--- BEGIN Reading text ---

# Patch Out / Patch Over Cars



## SBRacing (Mar 11, 2015)

I recently purchased 10 BN box cars. Sents BN was bough out by BNSF I want those cars to look real by patching over / out the old rail numbers and line. (Ex patch over/ out the BN w BNSF and old no. with new no.) I cannot find pictures of these cars, but and can find the locos. Also did then patch over / out the BN logo with the BNSF or not.

Help please. Pictures would be great as well.


----------



## DonR (Oct 18, 2012)

I hope you can find some pictures. I'm interested also.
I have a Great Northern GP30 that would have been
patched to BNSF. I don't want to repaint the whole shell,
just do a 'cover up'. Would like to see what the did.

Don


----------



## cv_acr (Oct 28, 2011)

For what it's worth there are a lot of BN cars out there still in BN paint and numbers, and BNSF cars are generally fully repainted; I've seen very few if any that were simply patched from BN or ATSF paint.


----------



## cv_acr (Oct 28, 2011)

I also don't know exactly what kind of BN boxcars you have, so no idea what pictures to try and help you find.


----------



## cv_acr (Oct 28, 2011)

DonR said:


> I hope you can find some pictures. I'm interested also.
> I have a Great Northern GP30 that would have been
> patched to BNSF. I don't want to repaint the whole shell,
> just do a 'cover up'. Would like to see what the did.
> ...


Good luck with that one. The BN merger that swallowed up GN et. al. was way back in 1970, so while some BN GP30s survived to make it to BNSF, they definitely weren't in GN paint or numbers anymore.


----------



## DonR (Oct 18, 2012)

I agree, BNSF would be way out of my 50s/60s era,
but the loco is a Bachmann Spectrum with a lot of
great details, including wire grab irons. Not about
to try a repaint of that. I have a younger sibling in
Gulf, Mobile and Ohio colors. Illinois Central gobbled up
GM&O so it also is way out of it's own territory but
it just happens to be my favorite loco. It is so smooth
and quiet it's almost eerie.

Don


----------



## cv_acr (Oct 28, 2011)

OK, I guess I was confused. Your original post implied that you wanted to patch the GN unit to BNSF. But if your time period is the sixties, those GN units were just barely out of the factory, and BN a few years away yet. So you'd be running yours in original paint.


----------



## CTValleyRR (Jul 26, 2014)

Matt Snell did a very good article on patchouts (I think it was even BN Blue Sky paint) in the (I think) November 2011 Issue of Model Railroad Hobbyist. Back issues are available at www.model-railroad-hobbyist.com


----------

--- END Reading text ---
--- BEGIN Source material ---

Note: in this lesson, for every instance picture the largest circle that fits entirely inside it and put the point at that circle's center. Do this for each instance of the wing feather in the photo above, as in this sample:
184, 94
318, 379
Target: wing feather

--- END Source material ---

> Set tasks:
(1) According to the thread on patching railroad cars, in what year did the BN merger that absorbed GN take place?
(2) In the thread on patching railroad cars, write out the passage from "OK, I guess" up to and including "in original paint.", swapping "sixties" for "fifties".

> Replies:
(1) 1970

(2)
OK, I guess I was confused. Your original post implied that you wanted to patch the GN unit to BNSF. But if your time period is the fifties, those GN units were just barely out of the factory, and BN a few years away yet. So you'd be running yours in original paint.